- Opening Delimiter -

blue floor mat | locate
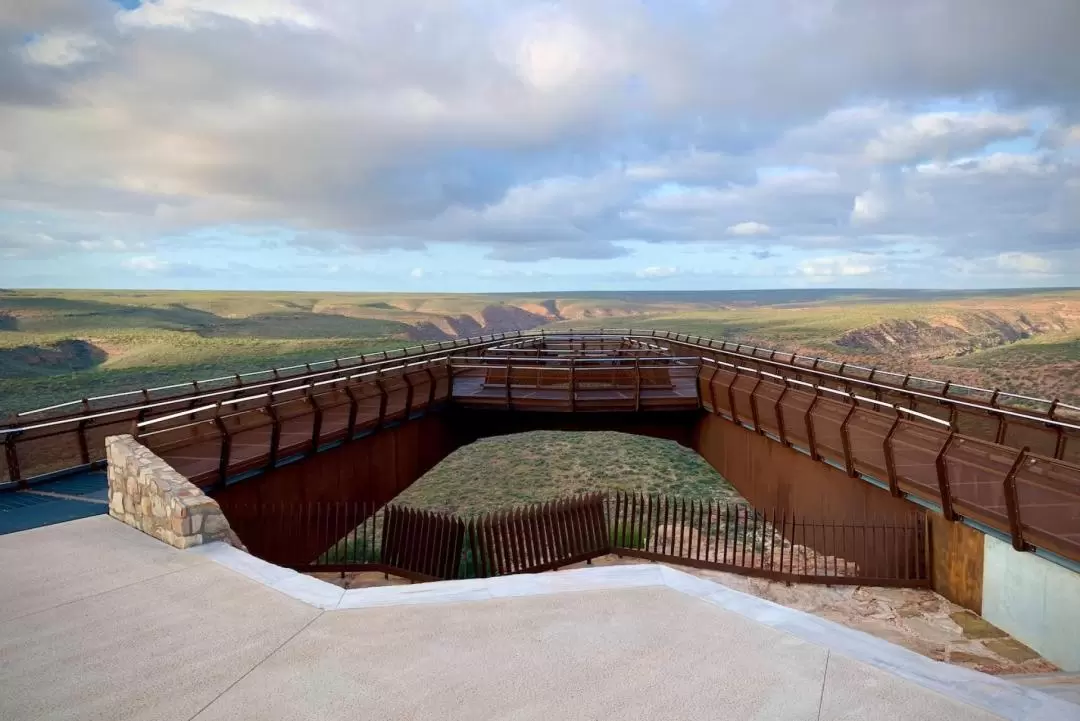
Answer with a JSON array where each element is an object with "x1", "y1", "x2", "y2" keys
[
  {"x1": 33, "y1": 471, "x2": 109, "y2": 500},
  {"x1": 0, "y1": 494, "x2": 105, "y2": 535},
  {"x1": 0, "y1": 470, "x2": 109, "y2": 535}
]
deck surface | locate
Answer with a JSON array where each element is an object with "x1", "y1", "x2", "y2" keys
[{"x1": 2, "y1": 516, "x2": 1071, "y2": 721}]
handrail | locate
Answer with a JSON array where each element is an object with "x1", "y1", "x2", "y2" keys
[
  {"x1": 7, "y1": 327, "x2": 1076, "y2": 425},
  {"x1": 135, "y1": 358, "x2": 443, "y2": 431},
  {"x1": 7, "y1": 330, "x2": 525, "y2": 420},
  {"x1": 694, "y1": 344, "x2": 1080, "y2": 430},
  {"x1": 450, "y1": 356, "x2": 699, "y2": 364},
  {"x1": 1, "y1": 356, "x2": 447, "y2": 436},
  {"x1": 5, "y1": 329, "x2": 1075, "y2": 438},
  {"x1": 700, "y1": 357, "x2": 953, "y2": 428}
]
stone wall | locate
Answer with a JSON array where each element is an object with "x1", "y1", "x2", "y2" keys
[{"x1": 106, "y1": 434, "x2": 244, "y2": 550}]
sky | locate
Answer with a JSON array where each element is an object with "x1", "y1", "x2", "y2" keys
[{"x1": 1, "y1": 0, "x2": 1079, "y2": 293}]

- Closing Delimiter -
- Opening Delimiter -

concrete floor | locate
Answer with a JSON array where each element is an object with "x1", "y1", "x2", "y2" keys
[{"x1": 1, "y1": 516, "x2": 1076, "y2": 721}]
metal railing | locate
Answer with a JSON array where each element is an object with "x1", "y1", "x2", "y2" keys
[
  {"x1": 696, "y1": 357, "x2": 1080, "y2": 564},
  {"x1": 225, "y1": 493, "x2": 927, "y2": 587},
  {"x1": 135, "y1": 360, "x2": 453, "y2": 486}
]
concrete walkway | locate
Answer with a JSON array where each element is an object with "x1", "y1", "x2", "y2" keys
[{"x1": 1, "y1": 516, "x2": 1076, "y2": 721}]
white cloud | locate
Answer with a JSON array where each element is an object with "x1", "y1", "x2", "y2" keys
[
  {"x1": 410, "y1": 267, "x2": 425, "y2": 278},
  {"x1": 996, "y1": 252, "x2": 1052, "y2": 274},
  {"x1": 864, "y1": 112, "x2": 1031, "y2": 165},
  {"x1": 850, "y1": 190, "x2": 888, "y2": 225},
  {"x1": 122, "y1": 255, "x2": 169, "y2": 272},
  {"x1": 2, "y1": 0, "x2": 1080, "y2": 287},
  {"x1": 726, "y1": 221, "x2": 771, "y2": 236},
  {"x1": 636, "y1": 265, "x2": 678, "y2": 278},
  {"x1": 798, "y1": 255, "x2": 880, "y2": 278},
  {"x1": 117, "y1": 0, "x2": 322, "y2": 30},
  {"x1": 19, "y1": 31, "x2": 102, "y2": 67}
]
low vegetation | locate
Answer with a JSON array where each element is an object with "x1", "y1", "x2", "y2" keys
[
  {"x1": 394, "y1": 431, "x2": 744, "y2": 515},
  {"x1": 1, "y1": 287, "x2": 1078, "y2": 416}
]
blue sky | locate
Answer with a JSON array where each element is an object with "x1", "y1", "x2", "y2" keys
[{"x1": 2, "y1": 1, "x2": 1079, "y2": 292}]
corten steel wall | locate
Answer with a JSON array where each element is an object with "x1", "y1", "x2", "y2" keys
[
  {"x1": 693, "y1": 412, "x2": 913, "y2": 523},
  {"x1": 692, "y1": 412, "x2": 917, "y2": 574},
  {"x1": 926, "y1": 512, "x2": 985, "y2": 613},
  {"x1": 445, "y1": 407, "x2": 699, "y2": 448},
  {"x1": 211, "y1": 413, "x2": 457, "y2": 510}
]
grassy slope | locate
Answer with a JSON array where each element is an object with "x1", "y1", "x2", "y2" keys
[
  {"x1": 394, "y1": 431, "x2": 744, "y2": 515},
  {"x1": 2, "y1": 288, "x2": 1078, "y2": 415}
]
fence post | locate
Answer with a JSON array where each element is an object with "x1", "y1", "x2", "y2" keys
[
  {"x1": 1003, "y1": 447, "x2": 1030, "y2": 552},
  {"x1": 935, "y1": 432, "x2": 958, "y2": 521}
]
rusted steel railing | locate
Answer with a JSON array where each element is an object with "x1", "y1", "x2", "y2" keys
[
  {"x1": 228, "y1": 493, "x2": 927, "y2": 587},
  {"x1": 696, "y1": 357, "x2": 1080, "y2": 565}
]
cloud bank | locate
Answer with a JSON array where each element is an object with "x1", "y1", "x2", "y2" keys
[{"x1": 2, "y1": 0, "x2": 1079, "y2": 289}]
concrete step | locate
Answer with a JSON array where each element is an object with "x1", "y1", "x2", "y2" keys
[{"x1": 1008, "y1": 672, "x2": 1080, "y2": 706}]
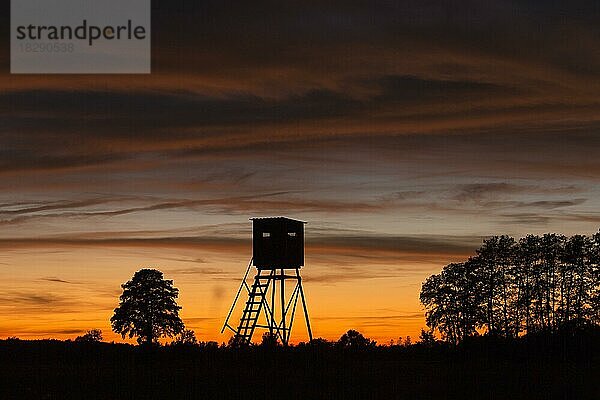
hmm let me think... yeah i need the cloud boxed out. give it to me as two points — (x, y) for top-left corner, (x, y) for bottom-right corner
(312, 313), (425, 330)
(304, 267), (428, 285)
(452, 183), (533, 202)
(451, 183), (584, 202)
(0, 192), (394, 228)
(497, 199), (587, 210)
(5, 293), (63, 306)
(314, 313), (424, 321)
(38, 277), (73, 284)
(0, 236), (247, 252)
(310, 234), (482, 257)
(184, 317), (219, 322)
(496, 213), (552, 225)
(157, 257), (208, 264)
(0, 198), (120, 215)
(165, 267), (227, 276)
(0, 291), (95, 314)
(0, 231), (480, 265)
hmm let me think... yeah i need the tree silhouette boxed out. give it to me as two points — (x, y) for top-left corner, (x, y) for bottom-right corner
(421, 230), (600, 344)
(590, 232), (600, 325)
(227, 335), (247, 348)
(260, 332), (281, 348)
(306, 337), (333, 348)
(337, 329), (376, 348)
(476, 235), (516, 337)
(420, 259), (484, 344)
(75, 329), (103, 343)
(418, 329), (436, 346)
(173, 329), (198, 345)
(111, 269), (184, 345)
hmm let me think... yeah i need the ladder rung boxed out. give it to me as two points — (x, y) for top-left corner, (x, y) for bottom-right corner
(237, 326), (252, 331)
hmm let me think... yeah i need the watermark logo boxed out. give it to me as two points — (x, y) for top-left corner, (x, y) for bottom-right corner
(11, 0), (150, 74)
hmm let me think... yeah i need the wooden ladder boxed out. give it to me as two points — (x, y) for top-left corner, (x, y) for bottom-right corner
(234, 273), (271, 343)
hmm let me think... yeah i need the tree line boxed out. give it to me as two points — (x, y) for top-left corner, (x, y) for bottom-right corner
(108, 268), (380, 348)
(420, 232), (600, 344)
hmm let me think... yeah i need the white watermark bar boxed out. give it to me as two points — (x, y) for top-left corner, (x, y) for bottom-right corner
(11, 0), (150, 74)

- Closing Delimiter -

**Exercise objective:** In the listing above, find the line with "metal railing | locate" and the line with "concrete walkway | locate". Output those two lines and every line between them, exactly as written.

**Reply to the exercise:**
metal railing | locate
Answer with a JSON array where each element is an object with "x1", "y1", "x2", "y2" keys
[
  {"x1": 696, "y1": 357, "x2": 1080, "y2": 564},
  {"x1": 225, "y1": 493, "x2": 927, "y2": 587},
  {"x1": 135, "y1": 360, "x2": 453, "y2": 486}
]
concrete walkway | locate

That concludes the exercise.